> [Work instructions]:
a - Answer these from the kettle text:
(i) What brand is the first writer's current kettle, and how long have they had it?
(ii) What does the guest say the introduction of water level gauges has resulted in?
(iii) Which two plastic-bodied appliances does the guest say are permitted?
b - Using the kettle text, explain why the first writer says they are guilty of not buying kettles.

> [Text]:
"""

Couldn’t survive without my kettle, I’ve just sat down with a cup of tea having been outside to re-fill the bird feeders and recover the bins from the snow covered pavement. That said I’ve had the current kettle, a Kenwood, for over 20 years and have a spare ready when it does finally expire so I’m guilty of not buying kettles.

Guest

The introduction of water level gauges has resulted in more kettles failing due to leakage, so I am surprised that kettles sales are falling.

It never fails to amaze me that plastic-bodied kettles and fan-heaters are permitted, since putting a powerful electric heater in a plastic container is not very clever, and safety cut-outs can fail. I suppose it helps to keep the fire service busy.

"""

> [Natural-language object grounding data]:
"""

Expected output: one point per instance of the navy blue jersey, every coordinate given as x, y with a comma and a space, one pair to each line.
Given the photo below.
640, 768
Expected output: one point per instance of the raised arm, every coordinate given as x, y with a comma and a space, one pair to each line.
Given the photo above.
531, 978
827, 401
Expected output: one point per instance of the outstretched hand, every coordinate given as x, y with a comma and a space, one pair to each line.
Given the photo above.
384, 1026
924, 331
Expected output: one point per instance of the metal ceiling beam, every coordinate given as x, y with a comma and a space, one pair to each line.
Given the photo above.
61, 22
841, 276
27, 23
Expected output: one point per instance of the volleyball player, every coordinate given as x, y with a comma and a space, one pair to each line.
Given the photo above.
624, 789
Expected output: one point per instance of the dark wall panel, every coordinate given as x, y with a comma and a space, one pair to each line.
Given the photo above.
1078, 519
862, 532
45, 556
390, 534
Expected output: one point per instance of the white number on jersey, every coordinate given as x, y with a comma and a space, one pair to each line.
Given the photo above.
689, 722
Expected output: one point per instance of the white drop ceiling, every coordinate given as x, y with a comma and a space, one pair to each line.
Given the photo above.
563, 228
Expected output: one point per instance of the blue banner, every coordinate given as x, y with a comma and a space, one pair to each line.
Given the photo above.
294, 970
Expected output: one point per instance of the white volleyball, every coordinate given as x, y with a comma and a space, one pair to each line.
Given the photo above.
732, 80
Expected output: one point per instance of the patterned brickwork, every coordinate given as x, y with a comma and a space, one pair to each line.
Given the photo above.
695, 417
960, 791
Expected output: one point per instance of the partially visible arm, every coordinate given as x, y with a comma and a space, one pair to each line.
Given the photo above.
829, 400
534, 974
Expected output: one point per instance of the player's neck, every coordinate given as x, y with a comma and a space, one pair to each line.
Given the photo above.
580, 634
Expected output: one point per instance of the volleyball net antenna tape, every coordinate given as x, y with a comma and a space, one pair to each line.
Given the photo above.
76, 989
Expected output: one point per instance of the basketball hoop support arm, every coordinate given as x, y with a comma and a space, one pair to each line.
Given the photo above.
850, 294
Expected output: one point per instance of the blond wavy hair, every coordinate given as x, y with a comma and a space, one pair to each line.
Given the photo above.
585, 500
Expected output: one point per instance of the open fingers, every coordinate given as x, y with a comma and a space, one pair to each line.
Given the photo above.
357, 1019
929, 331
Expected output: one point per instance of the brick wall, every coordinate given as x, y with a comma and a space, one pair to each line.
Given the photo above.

"""

> [Results]:
a -
(i) A Kenwood, owned for over 20 years.
(ii) More kettles failing due to leakage.
(iii) Kettles and fan-heaters.

b - The writer has had their current Kenwood kettle for over 20 years. They also already have a spare ready for when it finally expires, so they have no need to buy one.